(Excerpts of labeled region data)
— Start —

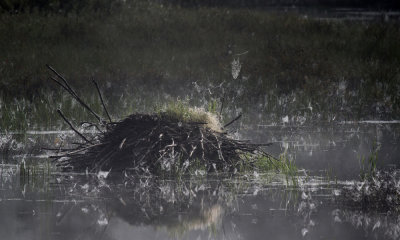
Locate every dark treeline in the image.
[0,0,400,13]
[160,0,400,10]
[0,0,123,14]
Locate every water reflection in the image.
[0,165,400,239]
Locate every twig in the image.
[224,114,242,128]
[92,79,112,123]
[57,109,92,144]
[219,94,225,120]
[46,64,101,121]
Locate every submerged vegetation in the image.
[48,66,293,175]
[0,1,400,130]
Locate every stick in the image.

— End —

_WHAT IS ASKED_: How many lines in the listing above contain the word "every"? Give only the number.

_IN RESPONSE_: 5